Reading passage.
◆ ◆ ◆ ◆ ◆ ◆ ◆

Jones does appear to have tremendous potential; however, he has yet to demonstrate his prowess at quarterback with any degree of consistency so far.  He did show some signs of competency on Thursday evening.  He passed for two touchdowns but only managed to pass for 187 yards all evening while Carson Wentz threw for two touchdowns as well, but he managed to accumulate 359 yards in the air before it was all over.  Both quarterback threw an interception during the game.

Wentz, Scott Gives The Eagles The Advantage

The guy that really stepped up on Thursday night for Philly was 5’6” running back Boston Scott, who was in for the injured Miles Sanders.  He rushed for 46 yards on 12 attempts and caught five passes for 46 yards and one touchdown.  Wentz said after the game about Scott’s touchdown catch, “I was a pretty surprised we pulled it off.  When I threw, I thought it was a little high, but he plays bigger than he is.”  Scott caught that crucial TD with just 40 seconds left in the game to give the Eagles their slight advantage, which they wouldn’t give up.

◆ ◆ ◆ ◆ ◆ ◆ ◆

Data shown.
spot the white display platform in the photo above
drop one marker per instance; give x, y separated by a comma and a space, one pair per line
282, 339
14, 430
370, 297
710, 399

◆ ◆ ◆ ◆ ◆ ◆ ◆

Aim.
Can you reproduce the part of the game recap starting with "Jones does appear" and going on through "during the game."? Rely on the game recap alone, not on the entries.

Response to this task.
Jones does appear to have tremendous potential; however, he has yet to demonstrate his prowess at quarterback with any degree of consistency so far.  He did show some signs of competency on Thursday evening.  He passed for two touchdowns but only managed to pass for 187 yards all evening while Carson Wentz threw for two touchdowns as well, but he managed to accumulate 359 yards in the air before it was all over.  Both quarterback threw an interception during the game.